WORK TO BE COMPLETED
Which lines of the data hold the word "tree"? Copy all of them.
%%
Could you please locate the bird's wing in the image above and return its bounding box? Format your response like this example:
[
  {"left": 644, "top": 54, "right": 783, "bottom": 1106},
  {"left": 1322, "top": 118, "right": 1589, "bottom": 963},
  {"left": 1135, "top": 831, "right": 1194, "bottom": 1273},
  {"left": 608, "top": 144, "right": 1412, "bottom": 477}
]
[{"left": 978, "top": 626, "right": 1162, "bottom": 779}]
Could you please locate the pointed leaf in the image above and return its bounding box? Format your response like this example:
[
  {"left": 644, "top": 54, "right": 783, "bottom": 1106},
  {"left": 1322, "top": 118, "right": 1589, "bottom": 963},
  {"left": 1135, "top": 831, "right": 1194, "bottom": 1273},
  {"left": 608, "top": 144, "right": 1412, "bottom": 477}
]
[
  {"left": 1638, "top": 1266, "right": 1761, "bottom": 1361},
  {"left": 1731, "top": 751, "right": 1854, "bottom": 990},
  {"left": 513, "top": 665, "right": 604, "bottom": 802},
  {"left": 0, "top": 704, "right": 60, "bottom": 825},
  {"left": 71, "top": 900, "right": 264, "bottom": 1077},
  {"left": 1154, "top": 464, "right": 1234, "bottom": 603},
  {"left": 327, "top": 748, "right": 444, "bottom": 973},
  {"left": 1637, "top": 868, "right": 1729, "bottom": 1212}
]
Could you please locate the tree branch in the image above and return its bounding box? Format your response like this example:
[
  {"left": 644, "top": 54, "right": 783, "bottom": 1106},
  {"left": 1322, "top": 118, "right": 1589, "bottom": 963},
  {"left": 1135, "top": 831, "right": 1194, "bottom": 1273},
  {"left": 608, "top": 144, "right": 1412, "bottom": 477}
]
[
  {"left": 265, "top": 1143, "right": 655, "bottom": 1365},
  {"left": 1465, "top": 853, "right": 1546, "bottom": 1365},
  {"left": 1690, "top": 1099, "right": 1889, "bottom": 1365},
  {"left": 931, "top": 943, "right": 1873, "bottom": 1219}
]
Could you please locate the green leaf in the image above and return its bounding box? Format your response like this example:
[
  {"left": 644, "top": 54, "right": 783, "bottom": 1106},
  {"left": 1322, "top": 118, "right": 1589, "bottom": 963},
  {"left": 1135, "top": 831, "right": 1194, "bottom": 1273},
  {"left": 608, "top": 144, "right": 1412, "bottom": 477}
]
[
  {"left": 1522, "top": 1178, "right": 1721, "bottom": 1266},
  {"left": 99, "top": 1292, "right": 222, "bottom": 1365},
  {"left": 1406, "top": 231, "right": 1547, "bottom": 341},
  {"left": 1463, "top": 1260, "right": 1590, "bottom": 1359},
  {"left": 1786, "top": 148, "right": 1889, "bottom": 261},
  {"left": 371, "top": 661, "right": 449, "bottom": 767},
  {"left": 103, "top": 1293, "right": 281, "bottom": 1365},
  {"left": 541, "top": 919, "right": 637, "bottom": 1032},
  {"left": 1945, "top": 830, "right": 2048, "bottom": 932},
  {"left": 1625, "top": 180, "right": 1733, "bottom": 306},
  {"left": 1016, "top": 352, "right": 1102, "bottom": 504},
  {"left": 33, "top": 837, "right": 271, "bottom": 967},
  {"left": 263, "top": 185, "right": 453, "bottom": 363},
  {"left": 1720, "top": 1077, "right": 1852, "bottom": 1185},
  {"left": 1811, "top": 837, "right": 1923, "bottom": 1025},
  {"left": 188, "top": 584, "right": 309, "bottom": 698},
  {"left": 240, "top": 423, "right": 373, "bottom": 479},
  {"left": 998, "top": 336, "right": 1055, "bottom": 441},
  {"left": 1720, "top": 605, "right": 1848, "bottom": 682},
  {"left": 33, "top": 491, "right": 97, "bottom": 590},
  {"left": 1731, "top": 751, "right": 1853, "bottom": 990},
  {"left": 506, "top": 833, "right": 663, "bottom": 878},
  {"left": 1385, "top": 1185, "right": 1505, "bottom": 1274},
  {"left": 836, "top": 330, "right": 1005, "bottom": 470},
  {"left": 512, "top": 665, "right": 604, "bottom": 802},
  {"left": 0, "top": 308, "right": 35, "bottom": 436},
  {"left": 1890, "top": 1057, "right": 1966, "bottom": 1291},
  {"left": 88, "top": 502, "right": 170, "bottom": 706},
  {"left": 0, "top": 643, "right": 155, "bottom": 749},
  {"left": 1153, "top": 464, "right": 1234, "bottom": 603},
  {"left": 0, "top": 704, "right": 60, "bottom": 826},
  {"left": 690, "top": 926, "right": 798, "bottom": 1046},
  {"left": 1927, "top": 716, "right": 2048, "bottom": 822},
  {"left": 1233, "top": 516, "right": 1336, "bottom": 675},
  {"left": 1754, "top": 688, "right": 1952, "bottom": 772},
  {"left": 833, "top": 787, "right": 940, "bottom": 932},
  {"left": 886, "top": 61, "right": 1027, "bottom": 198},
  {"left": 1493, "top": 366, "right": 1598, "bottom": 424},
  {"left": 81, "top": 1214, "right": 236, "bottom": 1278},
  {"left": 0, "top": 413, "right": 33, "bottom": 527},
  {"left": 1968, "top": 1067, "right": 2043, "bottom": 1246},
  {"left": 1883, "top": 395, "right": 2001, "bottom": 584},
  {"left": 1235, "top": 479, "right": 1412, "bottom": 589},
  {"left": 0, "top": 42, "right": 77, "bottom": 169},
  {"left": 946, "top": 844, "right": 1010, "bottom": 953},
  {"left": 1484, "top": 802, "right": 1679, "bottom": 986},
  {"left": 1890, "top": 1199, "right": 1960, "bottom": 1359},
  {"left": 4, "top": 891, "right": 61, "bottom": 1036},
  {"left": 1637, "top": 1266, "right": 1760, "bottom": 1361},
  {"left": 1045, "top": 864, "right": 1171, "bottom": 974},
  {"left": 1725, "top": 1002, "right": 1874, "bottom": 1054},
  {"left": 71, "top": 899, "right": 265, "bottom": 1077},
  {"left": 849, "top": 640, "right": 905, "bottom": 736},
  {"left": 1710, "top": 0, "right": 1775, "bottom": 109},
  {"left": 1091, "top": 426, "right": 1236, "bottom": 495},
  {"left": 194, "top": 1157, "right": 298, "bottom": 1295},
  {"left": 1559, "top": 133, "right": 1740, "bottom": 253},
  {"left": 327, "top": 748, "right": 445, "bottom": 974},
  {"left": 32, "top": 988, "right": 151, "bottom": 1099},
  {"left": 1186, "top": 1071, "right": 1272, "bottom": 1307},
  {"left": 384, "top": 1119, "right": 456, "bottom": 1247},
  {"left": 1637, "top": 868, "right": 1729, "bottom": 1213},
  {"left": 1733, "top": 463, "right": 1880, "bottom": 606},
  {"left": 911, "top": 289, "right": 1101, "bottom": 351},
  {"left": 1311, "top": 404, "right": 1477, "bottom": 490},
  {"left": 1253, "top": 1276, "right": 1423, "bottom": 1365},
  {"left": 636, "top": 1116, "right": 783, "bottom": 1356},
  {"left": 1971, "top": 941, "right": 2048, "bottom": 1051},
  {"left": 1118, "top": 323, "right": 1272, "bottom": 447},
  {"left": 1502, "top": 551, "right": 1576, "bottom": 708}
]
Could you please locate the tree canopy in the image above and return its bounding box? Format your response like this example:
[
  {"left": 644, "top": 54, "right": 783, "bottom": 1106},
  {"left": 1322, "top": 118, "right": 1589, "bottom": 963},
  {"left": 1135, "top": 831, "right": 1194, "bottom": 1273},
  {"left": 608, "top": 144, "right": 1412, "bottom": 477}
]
%%
WRITTEN ANSWER
Could you please locate the tree branch in the image above and return its bounding box? Format your response like this example:
Could you please locate the tree canopy in the image above and return its bounding box? Format your response like this example:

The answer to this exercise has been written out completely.